## TEXT SHOWN
* * * * * * * * *

Provide algorithmic foundation for no-config and low maintenance machine learning applications consumable in a distributed and real time software intelligence platform.
The application of machine learning and AI in a large-scale software intelligence platform, requires the methods to be used to be scalable (in the number of models to be handled), explainable, diagnosable, able to deal with uncertainty and easily maintainable. We research methods for forecasting, anomaly detection, outlier detection for time series, event streams, and log data for various application areas in software intelligence (e.g. cloud-native security), which fulfil the earlier mentioned requirements.
Many existing applications of machine learning and AI solve one problem with one purpose-built model. The situation encountered in large-scale SaaS based multi-tenant software intelligence solutions like Dynatrace is somewhat different: we have to deal with a large number - think millions - of small to medium sized (machine learning) problems, which typically have to be tackled by individual models because the tasks are very specific and data privacy regulations have to be taken into account. Hence, all the large-scale training, updating and model maintenance related tasks must be fully automated. This requires research on learning algorithms, which for a particular class of problems (e.g. time series forecasting) are
- scalable: a small set of computationally efficient algorithms can deal with a large heterogeneity of tasks. One approach we are currently investigating are parameter free (in the sense of no strong assumption on the underlying data distribution) models.
- diagnosable: success and non-success of any model training and update must be easily captured by interpretable metrics
- explainable: the decision within the software intelligence platform derived from the model output can be understood by the domain experts
- able to deal with uncertainty: we research methods which are inspired by Bayesian approaches which give approximate probabilistic predictions but are less computationally expensive
- maintainable and observable: model- retraining and updates shall be triggered by data driven assessment of the model’s suitability to the current inbound stream of data. This research stream is very much related to the detection model drifts and predicting unknown states.

* * * * * * * * *

## WORK REQUIRED
Reproduce the machine learning research description word for word, from start to finish. The records come from a different source than the text.

* * * * * * * * *

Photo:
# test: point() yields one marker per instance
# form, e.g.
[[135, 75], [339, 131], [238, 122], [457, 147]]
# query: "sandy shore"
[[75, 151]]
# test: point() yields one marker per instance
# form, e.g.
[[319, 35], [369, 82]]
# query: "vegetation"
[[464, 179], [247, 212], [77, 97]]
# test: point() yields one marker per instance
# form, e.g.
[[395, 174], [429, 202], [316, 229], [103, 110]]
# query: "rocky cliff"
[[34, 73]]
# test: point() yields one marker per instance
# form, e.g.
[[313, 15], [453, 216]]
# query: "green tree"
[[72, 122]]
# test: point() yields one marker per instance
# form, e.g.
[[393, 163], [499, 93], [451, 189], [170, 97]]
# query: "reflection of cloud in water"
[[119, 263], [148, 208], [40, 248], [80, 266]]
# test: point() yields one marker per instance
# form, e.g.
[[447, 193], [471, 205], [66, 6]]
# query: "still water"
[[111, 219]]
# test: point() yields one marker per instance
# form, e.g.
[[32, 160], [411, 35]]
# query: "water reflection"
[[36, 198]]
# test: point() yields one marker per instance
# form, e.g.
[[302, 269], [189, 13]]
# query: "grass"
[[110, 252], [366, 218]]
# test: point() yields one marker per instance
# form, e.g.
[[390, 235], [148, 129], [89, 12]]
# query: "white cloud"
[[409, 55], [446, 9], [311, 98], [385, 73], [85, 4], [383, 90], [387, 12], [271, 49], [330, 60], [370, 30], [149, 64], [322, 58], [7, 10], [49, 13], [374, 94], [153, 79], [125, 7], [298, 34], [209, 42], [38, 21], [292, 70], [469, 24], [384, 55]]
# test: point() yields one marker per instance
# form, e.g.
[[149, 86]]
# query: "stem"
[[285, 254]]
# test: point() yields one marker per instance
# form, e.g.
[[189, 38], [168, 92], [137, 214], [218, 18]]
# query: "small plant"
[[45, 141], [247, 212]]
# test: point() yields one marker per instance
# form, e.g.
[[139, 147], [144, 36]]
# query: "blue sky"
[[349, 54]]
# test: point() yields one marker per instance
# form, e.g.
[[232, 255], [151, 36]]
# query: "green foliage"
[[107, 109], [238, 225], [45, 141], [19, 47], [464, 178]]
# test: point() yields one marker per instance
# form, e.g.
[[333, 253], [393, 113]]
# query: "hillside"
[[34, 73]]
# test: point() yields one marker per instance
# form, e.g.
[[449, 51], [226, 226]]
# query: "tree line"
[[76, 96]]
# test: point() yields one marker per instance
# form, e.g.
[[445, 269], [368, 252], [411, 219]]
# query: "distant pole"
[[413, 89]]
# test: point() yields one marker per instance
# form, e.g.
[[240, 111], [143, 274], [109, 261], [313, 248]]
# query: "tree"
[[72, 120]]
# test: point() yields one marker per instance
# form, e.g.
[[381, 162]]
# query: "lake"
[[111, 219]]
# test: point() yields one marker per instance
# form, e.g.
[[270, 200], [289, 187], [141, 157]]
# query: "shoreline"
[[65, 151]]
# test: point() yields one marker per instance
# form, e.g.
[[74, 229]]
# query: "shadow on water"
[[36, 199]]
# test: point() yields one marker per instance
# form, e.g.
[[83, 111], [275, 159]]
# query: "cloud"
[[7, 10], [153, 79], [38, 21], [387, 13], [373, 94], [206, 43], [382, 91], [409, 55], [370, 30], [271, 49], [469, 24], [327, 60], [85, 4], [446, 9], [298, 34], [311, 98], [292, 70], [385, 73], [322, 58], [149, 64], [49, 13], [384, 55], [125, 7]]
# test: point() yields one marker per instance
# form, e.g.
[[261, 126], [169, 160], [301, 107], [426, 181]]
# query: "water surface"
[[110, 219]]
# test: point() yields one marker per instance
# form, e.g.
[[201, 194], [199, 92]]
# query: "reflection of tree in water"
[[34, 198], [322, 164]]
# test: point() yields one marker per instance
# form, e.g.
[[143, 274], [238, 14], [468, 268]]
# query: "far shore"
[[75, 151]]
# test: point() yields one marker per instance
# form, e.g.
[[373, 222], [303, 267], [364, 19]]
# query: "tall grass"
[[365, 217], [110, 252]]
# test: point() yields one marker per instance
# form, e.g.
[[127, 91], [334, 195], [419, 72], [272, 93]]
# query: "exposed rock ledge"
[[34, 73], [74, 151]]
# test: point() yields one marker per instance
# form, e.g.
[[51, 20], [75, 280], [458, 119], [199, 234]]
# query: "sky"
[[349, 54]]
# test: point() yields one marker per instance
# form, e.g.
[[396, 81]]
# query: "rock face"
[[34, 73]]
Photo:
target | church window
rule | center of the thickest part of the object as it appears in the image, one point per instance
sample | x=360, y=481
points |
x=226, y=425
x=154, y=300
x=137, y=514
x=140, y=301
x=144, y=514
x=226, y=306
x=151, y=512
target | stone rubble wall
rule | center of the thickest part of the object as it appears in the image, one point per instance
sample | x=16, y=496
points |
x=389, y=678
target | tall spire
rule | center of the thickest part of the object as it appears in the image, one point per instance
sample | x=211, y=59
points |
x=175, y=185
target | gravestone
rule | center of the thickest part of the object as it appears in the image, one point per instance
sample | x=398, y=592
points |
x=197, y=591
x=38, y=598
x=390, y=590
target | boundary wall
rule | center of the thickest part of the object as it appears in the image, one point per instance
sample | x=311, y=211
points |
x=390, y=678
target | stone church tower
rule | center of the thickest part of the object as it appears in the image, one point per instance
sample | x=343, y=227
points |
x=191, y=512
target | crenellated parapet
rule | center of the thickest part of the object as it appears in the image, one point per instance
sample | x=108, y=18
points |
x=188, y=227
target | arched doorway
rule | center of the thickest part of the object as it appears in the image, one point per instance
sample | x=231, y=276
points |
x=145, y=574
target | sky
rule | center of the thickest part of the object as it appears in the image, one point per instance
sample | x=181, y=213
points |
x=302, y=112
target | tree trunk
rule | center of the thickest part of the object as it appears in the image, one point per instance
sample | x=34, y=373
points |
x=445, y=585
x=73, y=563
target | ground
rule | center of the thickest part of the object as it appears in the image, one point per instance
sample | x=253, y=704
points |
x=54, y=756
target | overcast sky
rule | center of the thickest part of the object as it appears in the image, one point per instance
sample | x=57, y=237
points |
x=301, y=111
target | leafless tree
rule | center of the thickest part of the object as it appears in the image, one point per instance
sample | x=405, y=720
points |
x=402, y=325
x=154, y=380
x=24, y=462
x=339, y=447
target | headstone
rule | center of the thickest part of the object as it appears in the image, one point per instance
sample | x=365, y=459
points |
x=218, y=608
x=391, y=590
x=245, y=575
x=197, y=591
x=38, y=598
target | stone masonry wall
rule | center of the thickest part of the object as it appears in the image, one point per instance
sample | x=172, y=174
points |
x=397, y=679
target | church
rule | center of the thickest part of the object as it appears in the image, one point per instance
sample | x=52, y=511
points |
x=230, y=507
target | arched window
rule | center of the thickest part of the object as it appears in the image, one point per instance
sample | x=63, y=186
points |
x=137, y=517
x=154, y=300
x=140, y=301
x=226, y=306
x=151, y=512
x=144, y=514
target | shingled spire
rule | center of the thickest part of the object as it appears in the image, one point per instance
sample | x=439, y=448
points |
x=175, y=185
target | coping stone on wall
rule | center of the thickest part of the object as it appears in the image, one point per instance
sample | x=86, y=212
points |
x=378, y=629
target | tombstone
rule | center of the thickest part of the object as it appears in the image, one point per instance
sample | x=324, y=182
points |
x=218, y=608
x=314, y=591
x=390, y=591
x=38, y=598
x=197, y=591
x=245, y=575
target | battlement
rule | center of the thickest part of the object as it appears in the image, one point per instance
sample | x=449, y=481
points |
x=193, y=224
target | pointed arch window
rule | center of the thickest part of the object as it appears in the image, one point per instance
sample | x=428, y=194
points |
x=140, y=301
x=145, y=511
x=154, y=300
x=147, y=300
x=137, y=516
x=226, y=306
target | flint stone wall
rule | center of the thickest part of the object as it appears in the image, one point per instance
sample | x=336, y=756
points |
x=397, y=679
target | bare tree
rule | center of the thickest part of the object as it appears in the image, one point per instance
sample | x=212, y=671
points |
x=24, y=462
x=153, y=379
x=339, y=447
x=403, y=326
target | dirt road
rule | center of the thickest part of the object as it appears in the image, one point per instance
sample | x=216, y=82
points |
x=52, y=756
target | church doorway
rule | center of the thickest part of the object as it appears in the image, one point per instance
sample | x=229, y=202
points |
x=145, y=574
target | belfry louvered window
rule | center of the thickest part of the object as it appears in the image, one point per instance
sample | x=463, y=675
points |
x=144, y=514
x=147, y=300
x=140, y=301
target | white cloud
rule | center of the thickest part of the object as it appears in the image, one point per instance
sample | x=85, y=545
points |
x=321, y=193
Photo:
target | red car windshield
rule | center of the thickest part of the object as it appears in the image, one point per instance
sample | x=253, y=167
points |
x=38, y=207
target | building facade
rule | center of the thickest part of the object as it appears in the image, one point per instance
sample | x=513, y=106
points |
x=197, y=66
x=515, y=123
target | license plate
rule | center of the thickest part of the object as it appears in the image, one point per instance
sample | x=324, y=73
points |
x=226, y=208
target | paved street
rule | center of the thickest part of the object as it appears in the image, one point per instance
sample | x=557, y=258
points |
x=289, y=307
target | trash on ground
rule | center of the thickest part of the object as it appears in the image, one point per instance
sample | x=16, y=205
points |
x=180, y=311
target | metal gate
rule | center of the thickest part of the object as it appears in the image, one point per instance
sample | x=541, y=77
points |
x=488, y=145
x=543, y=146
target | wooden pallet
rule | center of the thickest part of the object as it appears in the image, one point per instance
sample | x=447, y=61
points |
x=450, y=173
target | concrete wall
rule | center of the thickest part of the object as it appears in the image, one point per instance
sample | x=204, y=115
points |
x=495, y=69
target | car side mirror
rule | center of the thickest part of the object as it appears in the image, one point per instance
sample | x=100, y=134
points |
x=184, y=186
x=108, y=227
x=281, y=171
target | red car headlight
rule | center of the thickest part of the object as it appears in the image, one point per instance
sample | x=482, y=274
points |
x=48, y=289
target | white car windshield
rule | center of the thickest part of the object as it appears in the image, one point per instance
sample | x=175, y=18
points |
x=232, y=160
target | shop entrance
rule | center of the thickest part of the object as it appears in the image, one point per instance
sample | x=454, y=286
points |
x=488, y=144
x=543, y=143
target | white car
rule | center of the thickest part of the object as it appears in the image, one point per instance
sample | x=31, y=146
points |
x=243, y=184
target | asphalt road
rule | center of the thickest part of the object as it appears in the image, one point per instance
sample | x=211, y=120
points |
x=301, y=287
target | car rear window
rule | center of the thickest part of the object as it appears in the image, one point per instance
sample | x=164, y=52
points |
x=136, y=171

* * * * * * * * *

## FINISHED TASK
Provide algorithmic foundation for no-config and low maintenance machine learning applications consumable in a distributed and real time software intelligence platform.
The application of machine learning and AI in a large-scale software intelligence platform, requires the methods to be used to be scalable (in the number of models to be handled), explainable, diagnosable, able to deal with uncertainty and easily maintainable. We research methods for forecasting, anomaly detection, outlier detection for time series, event streams, and log data for various application areas in software intelligence (e.g. cloud-native security), which fulfil the earlier mentioned requirements.
Many existing applications of machine learning and AI solve one problem with one purpose-built model. The situation encountered in large-scale SaaS based multi-tenant software intelligence solutions like Dynatrace is somewhat different: we have to deal with a large number - think millions - of small to medium sized (machine learning) problems, which typically have to be tackled by individual models because the tasks are very specific and data privacy regulations have to be taken into account. Hence, all the large-scale training, updating and model maintenance related tasks must be fully automated. This requires research on learning algorithms, which for a particular class of problems (e.g. time series forecasting) are
- scalable: a small set of computationally efficient algorithms can deal with a large heterogeneity of tasks. One approach we are currently investigating are parameter free (in the sense of no strong assumption on the underlying data distribution) models.
- diagnosable: success and non-success of any model training and update must be easily captured by interpretable metrics
- explainable: the decision within the software intelligence platform derived from the model output can be understood by the domain experts
- able to deal with uncertainty: we research methods which are inspired by Bayesian approaches which give approximate probabilistic predictions but are less computationally expensive
- maintainable and observable: model- retraining and updates shall be triggered by data driven assessment of the model’s suitability to the current inbound stream of data. This research stream is very much related to the detection model drifts and predicting unknown states.